— START PAGE —
Mukom Akong T. mukom.tamon at
Sat Jul 19 12:48:13 UTC 2014

*** speaking as mysefl i.e. no hats ***

On Sat, Jul 19, 2014 at 3:31 PM, Seun Ojedeji <seun.ojedeji at>
> "changing the subject line to allow for proper followup"
> On Sat, Jul 19, 2014 at 11:36 AM, Noah Maina <mainanoa at> wrote:
>> Which is why I was arguing that LIRs shouldn't seat on the space
>> allocated but use it extensively. If customers want ips give it to them.
> Lots of LIR don't practice this, they kind-of encourage NATing by giving
> their users a few public IP and when the user ask for more, they attach a
> fee to it. A typical ISP gives max of a /28 for free and everything beyond
> attracts an extra fee. You can imagine a typical institution with over
> 40,000 users assigned a /28 for use.
— END PAGE —
— START PROVIDED MATERIAL —
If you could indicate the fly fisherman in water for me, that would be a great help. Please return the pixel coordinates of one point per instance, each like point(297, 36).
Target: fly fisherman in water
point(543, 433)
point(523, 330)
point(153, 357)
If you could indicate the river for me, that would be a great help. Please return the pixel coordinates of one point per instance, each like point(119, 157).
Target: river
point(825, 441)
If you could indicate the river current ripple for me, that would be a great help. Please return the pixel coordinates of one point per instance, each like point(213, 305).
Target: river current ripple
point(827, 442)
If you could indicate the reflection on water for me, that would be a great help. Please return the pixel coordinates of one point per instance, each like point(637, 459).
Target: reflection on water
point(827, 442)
— END PROVIDED MATERIAL —
— START PROVIDED MATERIAL —
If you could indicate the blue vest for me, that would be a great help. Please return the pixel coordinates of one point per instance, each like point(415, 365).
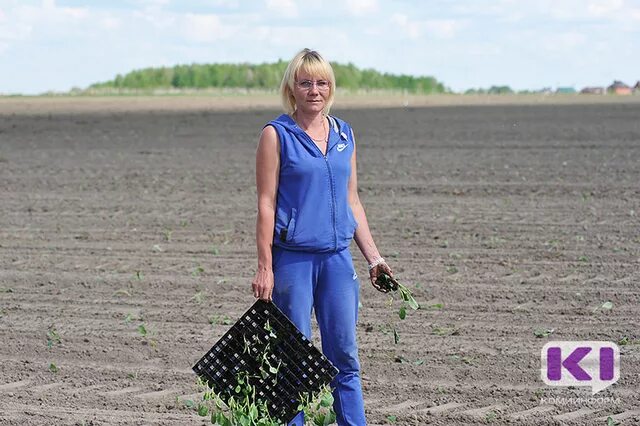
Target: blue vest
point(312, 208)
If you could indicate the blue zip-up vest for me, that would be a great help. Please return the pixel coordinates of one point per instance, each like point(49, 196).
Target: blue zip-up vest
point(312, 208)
— END PROVIDED MATERIAL —
• EXERCISE TASKS:
a - Answer these from the email about IP address allocation:
(i) On what date was the message sent?
(ii) According to the quoted text, what is the most a typical ISP gives for free?
(iii) How many users does the example institution have?
b - Resume the email about IP address allocation and keep writing from the point where it stops.
The rows aren't needed for anything here.

• EXPECTED ANSWERS:
a -
(i) Saturday, July 19, 2014
(ii) A /28
(iii) Over 40,000

b -
I'd say a good engineer would do the math of "get my own space from
AFRINIC" vs "pay for more IPs from the provider". A very important point is
that moment when the contract is being negotiated - engineers should give
input in to this. I'd say two important points need to be made:

a) The institutions is paying for a circuit and transit
b) The institution should connect via BGP if they so wish do

This should counter that default position from some providers where a
connection means a CPE with a /28 and a NAT configuration.

> As for Saun's experience that is outa this world. ..eish...that provider
>> sounds old school but thats wats up! !!
> You can say that again, it may shock you to know that the provide is a
> major ISP in the continent!

Use the power of community to name and shame. I'm sure your institution is
not the only one at the receiving end of such policy,  when multiple client
 institutions collectively demanded the proper thing am sure they'll take
notice.  If the university is part of the BWC in Nigeria, that is a good

I've also seen a REN try to stop its member university from having and
advertising their own space. Fortunately, I did tell them that wasn't the
purpose of a REN and backed up by some universities which had their own
space and the REN seems to have backed off from that position.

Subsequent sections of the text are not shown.